GOAL
Please count the lines in the items below that contain the string "crumb", treating uppercase and lowercase as different, and reply with that number only.

RECORDS FOR THE TASK
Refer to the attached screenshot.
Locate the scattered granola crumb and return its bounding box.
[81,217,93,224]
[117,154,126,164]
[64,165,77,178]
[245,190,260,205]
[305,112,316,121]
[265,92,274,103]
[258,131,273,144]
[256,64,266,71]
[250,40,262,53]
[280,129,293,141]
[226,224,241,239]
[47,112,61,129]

OUTPUT FOR THIS EXERCISE
1